** start Provided material **
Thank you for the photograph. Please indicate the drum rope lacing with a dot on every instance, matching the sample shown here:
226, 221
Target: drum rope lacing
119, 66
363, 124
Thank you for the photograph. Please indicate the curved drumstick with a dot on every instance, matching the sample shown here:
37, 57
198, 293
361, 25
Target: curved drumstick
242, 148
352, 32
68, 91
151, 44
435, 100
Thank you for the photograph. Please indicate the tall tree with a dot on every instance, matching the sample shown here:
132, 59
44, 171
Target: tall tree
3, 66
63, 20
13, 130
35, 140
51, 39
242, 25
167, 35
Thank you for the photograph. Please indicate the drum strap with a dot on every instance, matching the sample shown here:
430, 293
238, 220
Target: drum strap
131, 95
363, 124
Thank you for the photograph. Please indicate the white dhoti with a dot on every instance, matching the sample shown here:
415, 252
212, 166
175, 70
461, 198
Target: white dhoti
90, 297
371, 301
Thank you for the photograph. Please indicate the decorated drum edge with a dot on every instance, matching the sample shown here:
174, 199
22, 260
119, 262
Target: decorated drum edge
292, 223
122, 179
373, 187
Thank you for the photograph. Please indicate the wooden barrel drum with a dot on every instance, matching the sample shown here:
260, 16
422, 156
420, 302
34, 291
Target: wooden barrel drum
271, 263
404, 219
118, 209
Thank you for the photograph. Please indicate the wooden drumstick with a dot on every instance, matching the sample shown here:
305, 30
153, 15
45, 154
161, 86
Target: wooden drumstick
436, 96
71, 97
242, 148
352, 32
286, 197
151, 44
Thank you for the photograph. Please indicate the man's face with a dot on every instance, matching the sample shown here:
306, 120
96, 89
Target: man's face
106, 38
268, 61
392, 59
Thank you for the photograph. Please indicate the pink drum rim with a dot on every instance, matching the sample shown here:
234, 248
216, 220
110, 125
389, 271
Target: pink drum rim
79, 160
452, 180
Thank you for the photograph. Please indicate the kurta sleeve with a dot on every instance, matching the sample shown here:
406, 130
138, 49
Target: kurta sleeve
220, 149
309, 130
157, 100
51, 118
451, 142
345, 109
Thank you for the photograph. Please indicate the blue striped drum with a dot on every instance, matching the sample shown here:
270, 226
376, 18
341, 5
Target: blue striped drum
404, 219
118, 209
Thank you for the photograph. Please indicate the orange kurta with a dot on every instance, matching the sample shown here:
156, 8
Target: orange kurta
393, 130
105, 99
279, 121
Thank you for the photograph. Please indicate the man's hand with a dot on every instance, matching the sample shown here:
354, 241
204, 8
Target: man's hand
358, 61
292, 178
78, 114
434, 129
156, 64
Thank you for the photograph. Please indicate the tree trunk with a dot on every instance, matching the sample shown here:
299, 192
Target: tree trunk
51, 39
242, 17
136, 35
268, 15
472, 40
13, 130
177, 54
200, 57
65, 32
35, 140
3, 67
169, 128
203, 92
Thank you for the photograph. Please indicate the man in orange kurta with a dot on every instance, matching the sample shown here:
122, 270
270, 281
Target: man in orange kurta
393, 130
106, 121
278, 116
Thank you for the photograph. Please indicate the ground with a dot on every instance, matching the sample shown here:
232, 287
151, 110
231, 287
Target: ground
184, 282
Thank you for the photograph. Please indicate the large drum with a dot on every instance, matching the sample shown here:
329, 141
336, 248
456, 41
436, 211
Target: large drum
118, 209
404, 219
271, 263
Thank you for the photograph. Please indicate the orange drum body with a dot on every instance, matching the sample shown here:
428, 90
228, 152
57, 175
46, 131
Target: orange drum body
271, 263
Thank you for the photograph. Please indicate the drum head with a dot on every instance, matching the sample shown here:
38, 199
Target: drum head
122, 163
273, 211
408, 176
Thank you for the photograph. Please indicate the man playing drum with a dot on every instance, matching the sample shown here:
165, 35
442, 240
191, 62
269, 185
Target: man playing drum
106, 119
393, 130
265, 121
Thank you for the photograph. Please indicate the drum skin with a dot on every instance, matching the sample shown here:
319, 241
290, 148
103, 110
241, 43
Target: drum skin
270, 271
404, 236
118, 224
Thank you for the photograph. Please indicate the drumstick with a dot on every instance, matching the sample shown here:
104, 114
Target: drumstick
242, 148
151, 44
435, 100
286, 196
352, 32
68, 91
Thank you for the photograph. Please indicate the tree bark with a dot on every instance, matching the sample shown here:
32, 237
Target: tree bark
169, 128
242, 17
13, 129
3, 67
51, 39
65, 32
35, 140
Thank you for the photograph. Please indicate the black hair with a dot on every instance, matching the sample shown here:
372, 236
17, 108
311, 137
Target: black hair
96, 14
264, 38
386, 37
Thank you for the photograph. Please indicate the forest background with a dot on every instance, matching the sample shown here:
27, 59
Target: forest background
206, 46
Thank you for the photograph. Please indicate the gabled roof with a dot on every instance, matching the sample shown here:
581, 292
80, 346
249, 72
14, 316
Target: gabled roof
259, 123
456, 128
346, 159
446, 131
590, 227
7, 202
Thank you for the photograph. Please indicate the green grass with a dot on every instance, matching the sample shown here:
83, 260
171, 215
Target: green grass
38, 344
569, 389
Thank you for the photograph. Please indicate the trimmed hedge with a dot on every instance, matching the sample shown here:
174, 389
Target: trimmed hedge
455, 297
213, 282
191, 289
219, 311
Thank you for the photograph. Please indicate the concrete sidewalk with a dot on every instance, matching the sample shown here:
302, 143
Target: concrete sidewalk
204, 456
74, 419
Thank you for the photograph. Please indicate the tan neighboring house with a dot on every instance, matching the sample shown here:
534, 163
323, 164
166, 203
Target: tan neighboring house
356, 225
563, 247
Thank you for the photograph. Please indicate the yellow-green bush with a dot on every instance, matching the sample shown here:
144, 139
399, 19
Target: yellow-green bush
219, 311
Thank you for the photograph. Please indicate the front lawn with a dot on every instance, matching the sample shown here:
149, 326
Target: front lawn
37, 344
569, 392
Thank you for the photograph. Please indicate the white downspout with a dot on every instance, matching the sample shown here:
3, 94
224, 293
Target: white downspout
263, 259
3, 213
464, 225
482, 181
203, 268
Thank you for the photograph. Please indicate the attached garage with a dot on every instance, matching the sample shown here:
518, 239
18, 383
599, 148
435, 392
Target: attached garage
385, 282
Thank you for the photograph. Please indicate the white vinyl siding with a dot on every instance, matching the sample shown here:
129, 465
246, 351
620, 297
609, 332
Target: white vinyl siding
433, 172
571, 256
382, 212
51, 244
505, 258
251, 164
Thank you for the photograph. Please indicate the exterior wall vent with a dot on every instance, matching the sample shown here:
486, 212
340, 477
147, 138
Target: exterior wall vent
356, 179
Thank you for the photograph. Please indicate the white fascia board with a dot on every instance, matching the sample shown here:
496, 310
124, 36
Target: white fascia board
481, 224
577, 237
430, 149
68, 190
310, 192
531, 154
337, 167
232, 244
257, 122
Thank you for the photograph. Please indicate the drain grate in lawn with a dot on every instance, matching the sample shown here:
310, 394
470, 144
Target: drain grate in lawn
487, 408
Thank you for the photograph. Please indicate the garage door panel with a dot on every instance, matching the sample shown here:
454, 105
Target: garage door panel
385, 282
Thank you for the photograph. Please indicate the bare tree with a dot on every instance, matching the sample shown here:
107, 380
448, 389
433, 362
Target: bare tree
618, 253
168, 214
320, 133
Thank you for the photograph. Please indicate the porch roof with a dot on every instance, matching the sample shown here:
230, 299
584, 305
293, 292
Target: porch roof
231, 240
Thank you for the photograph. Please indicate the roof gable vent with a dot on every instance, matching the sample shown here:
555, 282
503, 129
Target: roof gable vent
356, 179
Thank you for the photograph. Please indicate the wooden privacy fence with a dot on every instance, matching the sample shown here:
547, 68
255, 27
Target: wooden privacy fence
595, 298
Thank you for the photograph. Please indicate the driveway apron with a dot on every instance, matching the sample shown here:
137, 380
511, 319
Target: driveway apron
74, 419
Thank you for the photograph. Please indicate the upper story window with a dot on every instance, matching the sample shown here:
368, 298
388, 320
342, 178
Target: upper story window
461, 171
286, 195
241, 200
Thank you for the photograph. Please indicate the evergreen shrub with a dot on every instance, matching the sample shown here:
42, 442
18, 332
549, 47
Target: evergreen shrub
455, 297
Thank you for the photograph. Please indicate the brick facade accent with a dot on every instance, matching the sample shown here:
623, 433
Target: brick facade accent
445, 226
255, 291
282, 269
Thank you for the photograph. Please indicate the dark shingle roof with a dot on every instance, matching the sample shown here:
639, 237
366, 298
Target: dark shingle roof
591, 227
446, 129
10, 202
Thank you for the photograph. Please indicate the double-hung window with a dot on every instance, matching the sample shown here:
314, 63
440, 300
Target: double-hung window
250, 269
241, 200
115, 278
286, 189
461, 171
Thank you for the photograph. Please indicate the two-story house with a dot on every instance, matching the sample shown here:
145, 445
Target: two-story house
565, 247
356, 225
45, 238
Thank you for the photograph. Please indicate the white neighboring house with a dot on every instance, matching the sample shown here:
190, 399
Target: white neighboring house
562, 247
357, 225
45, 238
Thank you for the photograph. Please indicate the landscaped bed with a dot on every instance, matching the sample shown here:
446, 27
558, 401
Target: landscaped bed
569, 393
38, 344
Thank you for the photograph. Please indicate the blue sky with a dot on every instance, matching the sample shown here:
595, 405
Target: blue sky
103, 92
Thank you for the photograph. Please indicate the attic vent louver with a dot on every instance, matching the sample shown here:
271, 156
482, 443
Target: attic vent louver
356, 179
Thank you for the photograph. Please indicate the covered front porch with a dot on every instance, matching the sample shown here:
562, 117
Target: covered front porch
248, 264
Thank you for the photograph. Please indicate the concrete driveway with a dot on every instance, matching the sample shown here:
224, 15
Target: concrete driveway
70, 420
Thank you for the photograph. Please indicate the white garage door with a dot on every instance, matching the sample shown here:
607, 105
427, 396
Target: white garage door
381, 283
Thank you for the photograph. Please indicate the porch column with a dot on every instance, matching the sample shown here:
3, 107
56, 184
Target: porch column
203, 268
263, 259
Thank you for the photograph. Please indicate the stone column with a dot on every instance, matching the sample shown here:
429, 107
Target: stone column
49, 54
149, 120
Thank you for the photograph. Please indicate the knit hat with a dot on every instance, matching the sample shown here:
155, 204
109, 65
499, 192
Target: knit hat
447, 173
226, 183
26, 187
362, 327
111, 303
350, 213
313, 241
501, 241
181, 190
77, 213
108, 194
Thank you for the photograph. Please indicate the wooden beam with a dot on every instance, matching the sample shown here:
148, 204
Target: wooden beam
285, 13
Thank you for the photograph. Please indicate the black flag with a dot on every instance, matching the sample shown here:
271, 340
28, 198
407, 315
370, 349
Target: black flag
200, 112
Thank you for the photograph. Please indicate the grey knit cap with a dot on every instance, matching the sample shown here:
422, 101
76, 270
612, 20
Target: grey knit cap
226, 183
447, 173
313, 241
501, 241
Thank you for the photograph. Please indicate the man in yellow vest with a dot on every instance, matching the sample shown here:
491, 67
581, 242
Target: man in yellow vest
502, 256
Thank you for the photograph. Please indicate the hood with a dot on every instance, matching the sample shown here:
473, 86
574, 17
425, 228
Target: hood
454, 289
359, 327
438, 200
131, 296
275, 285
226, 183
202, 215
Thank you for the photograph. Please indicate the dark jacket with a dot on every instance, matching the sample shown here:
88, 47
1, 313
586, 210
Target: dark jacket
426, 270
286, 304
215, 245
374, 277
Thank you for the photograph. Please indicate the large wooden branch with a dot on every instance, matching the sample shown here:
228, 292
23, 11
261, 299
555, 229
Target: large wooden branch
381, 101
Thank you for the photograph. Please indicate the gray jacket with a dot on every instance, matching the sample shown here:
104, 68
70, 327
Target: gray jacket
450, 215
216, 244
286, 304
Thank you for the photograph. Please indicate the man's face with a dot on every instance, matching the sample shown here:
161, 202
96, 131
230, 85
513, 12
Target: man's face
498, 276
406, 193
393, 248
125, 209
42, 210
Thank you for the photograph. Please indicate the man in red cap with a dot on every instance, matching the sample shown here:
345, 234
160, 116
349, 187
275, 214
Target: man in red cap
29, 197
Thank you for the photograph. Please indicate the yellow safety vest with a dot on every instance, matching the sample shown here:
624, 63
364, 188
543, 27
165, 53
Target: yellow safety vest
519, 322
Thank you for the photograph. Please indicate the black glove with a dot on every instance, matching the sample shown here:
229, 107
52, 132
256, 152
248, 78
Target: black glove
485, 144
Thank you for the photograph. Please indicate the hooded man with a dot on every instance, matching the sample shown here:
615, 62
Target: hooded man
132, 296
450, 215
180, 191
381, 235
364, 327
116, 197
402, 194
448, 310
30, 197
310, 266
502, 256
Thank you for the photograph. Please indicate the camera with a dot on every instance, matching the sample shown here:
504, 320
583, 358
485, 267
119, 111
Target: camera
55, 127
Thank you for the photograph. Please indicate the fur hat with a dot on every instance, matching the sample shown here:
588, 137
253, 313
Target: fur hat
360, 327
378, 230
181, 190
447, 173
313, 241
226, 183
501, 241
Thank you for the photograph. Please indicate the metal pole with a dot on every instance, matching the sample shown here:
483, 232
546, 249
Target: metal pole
** end Provided material **
• _Work to complete_
Beginning at the line where "Thank you for the photograph. Please indicate the black glove" appears, extract each line through the end of the data above; keep them exact and include nothing else.

• _In response_
Thank you for the photograph. Please indicate the black glove with a dot on every instance, matching the sample shown here:
229, 107
52, 132
256, 152
248, 78
Target: black glove
485, 144
Thank you for the photograph. Please indicate the hooded man with a dot on every instance, matching the sample shown here:
615, 62
Target: hooded man
132, 296
450, 215
180, 191
381, 235
364, 327
116, 197
402, 194
448, 310
30, 197
310, 266
502, 256
Thank you for the photograph. Please indicate the camera with a dot on every instance, matching the sample shown here:
504, 320
583, 358
485, 267
119, 111
Target: camera
55, 127
Thank you for the photograph. Please indicate the fur hat with a dot on every instance, matching the sample shown here:
588, 137
253, 313
Target: fur hat
360, 327
378, 230
181, 190
447, 173
313, 241
226, 183
501, 241
Thank you for the photograph. Please indicate the metal pole with a dot on every instance, matching the sample shown here:
483, 232
546, 249
Target: metal pole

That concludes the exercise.